■ EXERCISE ■
In the copy, include every entry exactly but none of the images.

++++ INPUT ROWS

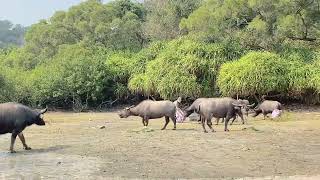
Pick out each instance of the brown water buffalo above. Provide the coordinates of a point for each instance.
(266, 107)
(14, 118)
(149, 109)
(215, 107)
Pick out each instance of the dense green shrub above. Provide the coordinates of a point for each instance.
(183, 68)
(254, 73)
(76, 75)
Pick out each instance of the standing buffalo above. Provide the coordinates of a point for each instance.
(148, 109)
(246, 107)
(215, 107)
(14, 118)
(267, 107)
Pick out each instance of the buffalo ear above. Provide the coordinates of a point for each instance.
(43, 111)
(236, 105)
(128, 108)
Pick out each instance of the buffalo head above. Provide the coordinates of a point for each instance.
(39, 120)
(125, 112)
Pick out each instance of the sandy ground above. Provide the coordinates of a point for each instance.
(72, 146)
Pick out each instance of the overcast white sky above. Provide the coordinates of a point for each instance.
(27, 12)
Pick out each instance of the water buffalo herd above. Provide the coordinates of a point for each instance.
(207, 108)
(15, 117)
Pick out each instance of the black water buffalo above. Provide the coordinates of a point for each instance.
(14, 118)
(266, 107)
(149, 109)
(215, 107)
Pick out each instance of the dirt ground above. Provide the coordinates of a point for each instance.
(101, 145)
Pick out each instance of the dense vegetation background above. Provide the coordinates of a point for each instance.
(125, 51)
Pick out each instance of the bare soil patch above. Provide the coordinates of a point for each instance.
(74, 145)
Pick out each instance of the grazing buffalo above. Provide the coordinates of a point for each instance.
(215, 107)
(246, 107)
(148, 109)
(267, 107)
(14, 118)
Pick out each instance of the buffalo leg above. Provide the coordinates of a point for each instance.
(234, 118)
(209, 123)
(13, 139)
(143, 122)
(226, 123)
(242, 119)
(174, 120)
(217, 121)
(167, 121)
(21, 137)
(203, 125)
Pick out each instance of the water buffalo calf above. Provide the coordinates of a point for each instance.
(14, 118)
(149, 109)
(266, 107)
(215, 107)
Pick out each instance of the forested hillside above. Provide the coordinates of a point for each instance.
(124, 49)
(10, 34)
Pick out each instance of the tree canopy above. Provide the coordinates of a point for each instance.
(98, 52)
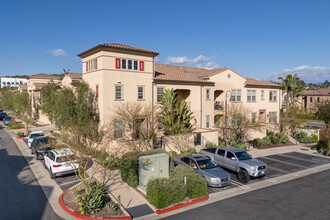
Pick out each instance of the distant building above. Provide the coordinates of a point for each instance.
(312, 98)
(12, 82)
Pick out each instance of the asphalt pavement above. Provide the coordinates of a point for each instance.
(303, 198)
(21, 196)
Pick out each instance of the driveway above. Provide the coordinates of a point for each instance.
(21, 196)
(303, 198)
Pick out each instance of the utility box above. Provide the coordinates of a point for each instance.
(153, 166)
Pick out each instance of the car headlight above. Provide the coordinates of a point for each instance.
(214, 179)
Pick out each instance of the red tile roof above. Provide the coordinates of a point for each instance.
(319, 92)
(120, 47)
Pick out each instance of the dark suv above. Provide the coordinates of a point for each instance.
(40, 146)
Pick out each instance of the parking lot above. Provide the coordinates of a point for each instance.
(64, 182)
(279, 164)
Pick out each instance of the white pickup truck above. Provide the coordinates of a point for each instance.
(238, 161)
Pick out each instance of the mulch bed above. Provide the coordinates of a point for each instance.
(274, 145)
(69, 199)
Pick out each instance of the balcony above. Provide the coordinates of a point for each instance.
(218, 105)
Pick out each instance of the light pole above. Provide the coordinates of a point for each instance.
(226, 118)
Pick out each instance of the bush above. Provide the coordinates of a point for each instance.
(323, 147)
(15, 126)
(163, 192)
(20, 134)
(129, 165)
(196, 184)
(210, 144)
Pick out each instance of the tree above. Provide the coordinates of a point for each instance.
(240, 124)
(174, 114)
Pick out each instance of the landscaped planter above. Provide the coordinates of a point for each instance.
(181, 205)
(76, 214)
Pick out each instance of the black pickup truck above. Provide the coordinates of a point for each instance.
(40, 146)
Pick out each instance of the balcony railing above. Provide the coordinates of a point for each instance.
(218, 105)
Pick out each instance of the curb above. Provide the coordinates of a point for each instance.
(85, 217)
(181, 205)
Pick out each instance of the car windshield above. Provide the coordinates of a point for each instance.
(242, 155)
(36, 135)
(206, 164)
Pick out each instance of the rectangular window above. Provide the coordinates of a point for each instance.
(135, 65)
(207, 93)
(235, 95)
(273, 96)
(140, 92)
(123, 64)
(272, 117)
(253, 117)
(262, 94)
(141, 65)
(118, 92)
(118, 130)
(160, 93)
(117, 63)
(207, 121)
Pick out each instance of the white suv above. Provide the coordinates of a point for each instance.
(33, 135)
(58, 162)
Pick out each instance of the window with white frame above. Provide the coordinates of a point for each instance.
(273, 96)
(251, 95)
(160, 93)
(118, 92)
(272, 117)
(262, 94)
(235, 95)
(207, 121)
(118, 130)
(207, 93)
(140, 92)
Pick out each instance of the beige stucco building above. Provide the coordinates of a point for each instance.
(119, 73)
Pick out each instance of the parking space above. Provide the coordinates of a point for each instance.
(64, 182)
(279, 164)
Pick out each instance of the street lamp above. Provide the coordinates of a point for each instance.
(226, 118)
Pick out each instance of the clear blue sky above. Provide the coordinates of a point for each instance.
(261, 39)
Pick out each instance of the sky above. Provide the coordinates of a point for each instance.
(261, 39)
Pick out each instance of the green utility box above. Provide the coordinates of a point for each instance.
(153, 166)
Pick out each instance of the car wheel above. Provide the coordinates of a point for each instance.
(52, 175)
(243, 176)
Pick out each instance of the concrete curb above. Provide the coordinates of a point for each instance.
(85, 217)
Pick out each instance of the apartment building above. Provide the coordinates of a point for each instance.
(120, 73)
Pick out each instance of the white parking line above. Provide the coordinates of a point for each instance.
(68, 182)
(239, 184)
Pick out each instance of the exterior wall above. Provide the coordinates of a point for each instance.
(13, 82)
(107, 77)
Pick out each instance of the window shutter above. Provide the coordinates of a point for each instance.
(141, 65)
(117, 63)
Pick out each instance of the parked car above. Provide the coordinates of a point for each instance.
(7, 120)
(40, 146)
(3, 115)
(214, 175)
(33, 135)
(58, 162)
(238, 161)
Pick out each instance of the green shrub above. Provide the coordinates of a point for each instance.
(15, 126)
(20, 134)
(210, 144)
(196, 184)
(163, 192)
(323, 147)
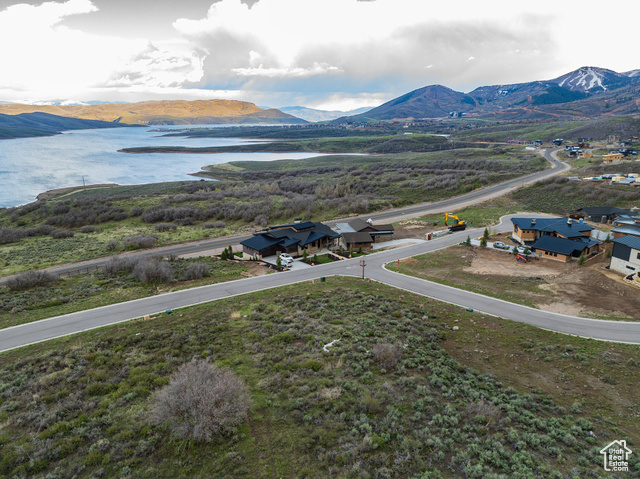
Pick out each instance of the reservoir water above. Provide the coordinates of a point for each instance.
(31, 166)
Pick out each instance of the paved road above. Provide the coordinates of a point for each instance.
(392, 215)
(620, 331)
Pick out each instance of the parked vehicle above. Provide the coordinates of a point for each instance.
(286, 259)
(459, 224)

++++++++

■ TASK SOLUTION ■
Pick out each instance of the brown water buffalo above. Provide the coordinates of a point for each instance.
(266, 107)
(14, 118)
(149, 109)
(215, 107)
Pick out each instance of the dense green shrub above. Provide the coordinates of a point for each instance.
(183, 68)
(254, 73)
(76, 75)
Pick out each instance of the standing buffalo above. Provide the coordinates of a point for each instance.
(148, 109)
(246, 107)
(215, 107)
(14, 118)
(267, 107)
Pick out each instance of the buffalo ear above. Provide the coordinates of a point for each instance.
(43, 111)
(236, 105)
(128, 108)
Pick out each instance of the buffalo head above. Provide the coordinates of a point for each instance.
(39, 120)
(125, 112)
Pick out each instance of the sandy ground above. Provide the coordinates of a point for each instance.
(72, 146)
Pick out each instance of the overcast white sky above. Provide the coordinates of a point for each instance.
(27, 12)
Pick out each instance of the water buffalo herd above. Provide the coordinates of a point for each instance.
(207, 108)
(15, 117)
Pick out each instance of the black water buffalo above. Provide the coordinates of a point for each instance.
(14, 118)
(266, 107)
(149, 109)
(215, 107)
Pick out each instance of the dirt ground above. Provide the coordinates of a point for each instance.
(101, 145)
Pick out each instance of the dense vegetation background above. Provide the coordinates of a point for each instance.
(125, 51)
Pick out each instance of the bare soil patch above. Provide the coordinates of a point for each instance.
(74, 145)
Pick out each instance of the grazing buffalo above. Provide the coordinates of a point for each instance.
(215, 107)
(246, 107)
(148, 109)
(267, 107)
(14, 118)
Pick out each instance of the buffalo leg above. Provide the coordinates of a point for each instance.
(234, 118)
(209, 123)
(13, 139)
(143, 122)
(226, 123)
(242, 119)
(174, 120)
(217, 121)
(167, 121)
(21, 137)
(203, 125)
Pick out each instance of the water buffalo calf above. Provide the coordinates of a point for each instance.
(14, 118)
(149, 109)
(266, 107)
(215, 107)
Pick out each instance of the forested hillside above. Provide the coordinates of a point for each instance.
(124, 49)
(10, 34)
Pick out each instance of the tree canopy above. Provide the coordinates of a point for each instance.
(98, 52)
Pick out each instance of the distant building above. Provide the coordinates of a point for each instance.
(312, 98)
(12, 82)
Pick out each instance of the asphalt pavement above. Provide the coordinates of a point for each instance.
(303, 198)
(21, 196)
Pick out each instance of the driveway above. Provide the coordinates of a point for each instance.
(21, 196)
(303, 198)
Pick out each instance of the utility box above. Provide the coordinates of a point for each instance.
(153, 166)
Pick out each instance of the car headlight above. Provide the coordinates of a point for each instance.
(214, 179)
Pick out each instance of the red tile roof above. Provide the coordinates of a point for each instance.
(319, 92)
(120, 47)
Pick out each instance of the dark suv above. Provide the coordinates of a point for each instance.
(40, 146)
Pick out each instance of the parking lot above. Provide the coordinates of a point for each instance.
(64, 182)
(279, 164)
Pick out each instance of the white pickup truck above. Provide the coordinates of a point for each instance.
(238, 161)
Pick out each instance of the mulch bed above. Provide the coordinates of a point for each instance.
(274, 145)
(69, 199)
Pick out each instance of the balcony above. Provide the coordinates of a point for each instance.
(218, 105)
Pick out each instance of the light pole above. Provide the coordinates of a point for each instance.
(226, 118)
Pick out each instance of the bush above. Provide the coordinates of a point for each instance.
(323, 147)
(15, 126)
(163, 192)
(20, 134)
(129, 165)
(196, 184)
(210, 144)
Pick out each instance of the tree above. Provide the coordinates of a point for each instance.
(240, 124)
(174, 114)
Pick out each instance of the landscaped planter above. Provide the coordinates of a point for each instance.
(181, 205)
(76, 214)
Pick out each instance of the black pickup truck above. Provide the coordinates of a point for each instance.
(40, 146)
Pick out each instance of the balcony railing above. Provide the coordinates of a point for each instance.
(218, 105)
Pick out each instance of the curb above. Provide the coordinates of a point for each instance.
(85, 217)
(181, 205)
Pick out each instance of the car windshield above. Provide the coordinates of a point for each instance.
(242, 155)
(36, 135)
(206, 164)
Pick out each instance of the rectangular window above. Provide the coordinates of a point for each instance.
(135, 65)
(207, 93)
(235, 95)
(273, 96)
(140, 92)
(123, 64)
(272, 117)
(253, 117)
(262, 94)
(141, 65)
(118, 92)
(118, 130)
(160, 93)
(117, 63)
(207, 121)
Pick out each instance of the white suv above. Provide the coordinates of a point for each instance.
(33, 135)
(58, 162)
Pick out each instance of the window with white frame above. Provide the coordinates of a point for each instance.
(273, 96)
(251, 95)
(160, 93)
(118, 92)
(272, 117)
(262, 94)
(235, 95)
(207, 121)
(118, 130)
(207, 93)
(140, 92)
Pick out each instance of the beige stucco building above. Provide the coordinates of a point for each instance.
(119, 73)
Pick out each instance of the parking space above. Provide the coordinates of a point for each instance.
(64, 182)
(279, 164)
Pick out each instance of the street lamp above. Provide the coordinates of a point for each instance.
(226, 118)
Pick out each instance of the clear blue sky above. Provide the coordinates of a point for each instance.
(261, 39)
Pick out each instance of the sky above. Provide the coordinates of a point for each instance.
(261, 39)
Pick out each instance of the green utility box above. Provide the coordinates of a point for each instance.
(153, 166)
Pick out each instance of the car wheel above. Provide the coordinates of a point for each instance.
(52, 175)
(243, 176)
Pick out each instance of the concrete curb above. Provide the coordinates of a point for each instance.
(85, 217)
Pick out each instance of the apartment building above. Provide the coordinates of a point for each instance.
(120, 73)
Pick out each instance of the white parking line above. Provide the coordinates of a point for each instance.
(68, 182)
(239, 184)
Pick out each instance of the exterior wall above. Provide the coordinates of a point for each instance.
(13, 82)
(107, 77)
Pick out each instance of the window shutter above. Provide the coordinates of a point for each instance.
(141, 65)
(117, 63)
Pick out each instance of the parked car above. Provide the coordinates of a point for each instance.
(7, 120)
(40, 146)
(3, 115)
(214, 175)
(33, 135)
(58, 162)
(238, 161)
Pick out each instance of the green shrub above. Provide the coordinates of a point for each instance.
(15, 126)
(20, 134)
(210, 144)
(196, 184)
(163, 192)
(323, 147)
Pick out each instance of the reservoir water above. Provide the coordinates of a point for each instance.
(31, 166)
Pick out each instance of the paved road above. Provide the coordinates of a point for each instance.
(392, 215)
(620, 331)
Pick out each instance of the parked vehicle above. Provide the coordinates of a point for each instance.
(286, 259)
(459, 224)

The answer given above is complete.